**** Excerpt provided

Abha Club
- Full name: Abha Women Football Club
- Nickname: Zaeemat Al-Janoub (The Women Leaders of the South)
- Founded: 2023; 3 years ago
- Ground: Prince Sultan bin Abdul Aziz Stadium, Abha
- League: Saudi Women's First Division League
- 2023–24: SWFDL, 2nd in group B Overall: 5th of 26
| Home colours | Away colours |

= Abha Club (women) =

Women's football club from Abha, Saudi Arabia

Abha Women Football Club shortly known as Abha's ladies (سيدات أبها) is a is Saudi professional women's football club affiliated with Abha Club. The club currently competes in the Saudi Women's First Division League.

********
**** Supplied information

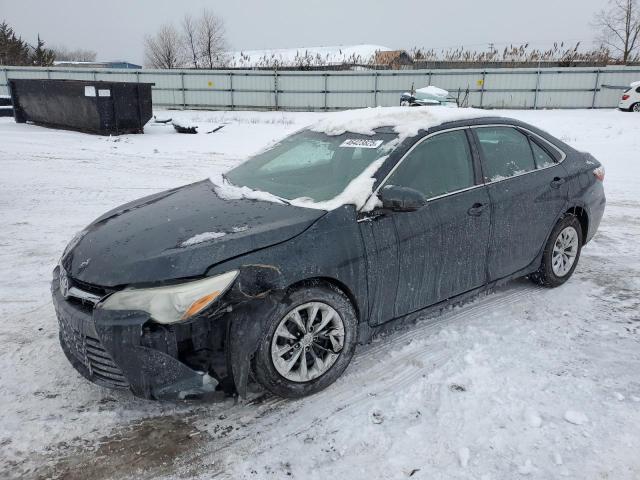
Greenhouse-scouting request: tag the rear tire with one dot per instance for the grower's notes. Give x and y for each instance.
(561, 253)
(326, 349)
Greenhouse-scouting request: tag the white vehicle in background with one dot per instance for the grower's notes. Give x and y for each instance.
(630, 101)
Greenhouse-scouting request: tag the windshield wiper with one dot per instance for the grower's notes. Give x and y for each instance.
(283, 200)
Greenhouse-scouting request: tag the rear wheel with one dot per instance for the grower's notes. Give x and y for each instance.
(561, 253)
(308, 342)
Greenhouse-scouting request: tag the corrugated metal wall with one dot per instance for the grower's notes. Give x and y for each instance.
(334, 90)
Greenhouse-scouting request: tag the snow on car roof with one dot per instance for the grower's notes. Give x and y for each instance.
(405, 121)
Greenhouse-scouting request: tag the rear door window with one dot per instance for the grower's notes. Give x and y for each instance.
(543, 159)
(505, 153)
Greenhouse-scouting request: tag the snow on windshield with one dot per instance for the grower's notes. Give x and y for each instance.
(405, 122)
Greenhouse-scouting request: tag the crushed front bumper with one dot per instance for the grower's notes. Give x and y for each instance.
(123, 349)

********
**** Supplied information

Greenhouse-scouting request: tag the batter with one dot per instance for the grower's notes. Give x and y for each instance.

********
**** Supplied information

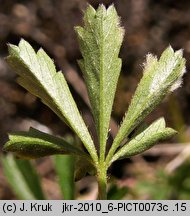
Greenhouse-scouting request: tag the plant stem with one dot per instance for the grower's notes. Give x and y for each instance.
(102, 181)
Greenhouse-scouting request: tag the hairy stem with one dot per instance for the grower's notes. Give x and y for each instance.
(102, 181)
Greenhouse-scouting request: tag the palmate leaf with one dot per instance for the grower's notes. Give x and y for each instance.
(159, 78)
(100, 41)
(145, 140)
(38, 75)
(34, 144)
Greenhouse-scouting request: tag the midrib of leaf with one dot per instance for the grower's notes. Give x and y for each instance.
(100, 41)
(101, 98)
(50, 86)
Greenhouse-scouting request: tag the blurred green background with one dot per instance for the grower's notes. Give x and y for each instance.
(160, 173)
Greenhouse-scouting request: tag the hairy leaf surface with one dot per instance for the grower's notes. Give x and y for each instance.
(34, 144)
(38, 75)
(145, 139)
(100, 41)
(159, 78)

********

● **Work to do**
[a] What ground does the text on Abha's women's football club list for the team?
[b] Continue the text on Abha's women's football club, starting after its final sentence.

● **Answers given**
[a] Prince Sultan bin Abdul Aziz Stadium, Abha

[b]
==History==
Founded in 2023, the team joined the Saudi Women's First Division League, the second tier of women's football in Saudi Arabia, for the 2023–24 season. The team was placed in the Western Region Group alongside Al-Amal, Phoenix, Al-Ain, and Al-Hejaz. Al-zaeemat kicked off the season with a resounding win. The team finished 2nd in their group, which qualified them for the final stages and ensured that, at worst, they would remain in the first division. Abha, scheduled to play against Al Bayraq in the final stage. had their match cancelled when Al Bayraq failed to field enough players, resulting in a 3–0 win for Abha by default. In their second match, Abha faced the eventual champions and ended in a 1–1 draw, which led to their elimination. Al-Ula advanced due to their superior goal difference, as they played Al Bayraq unlike Abha.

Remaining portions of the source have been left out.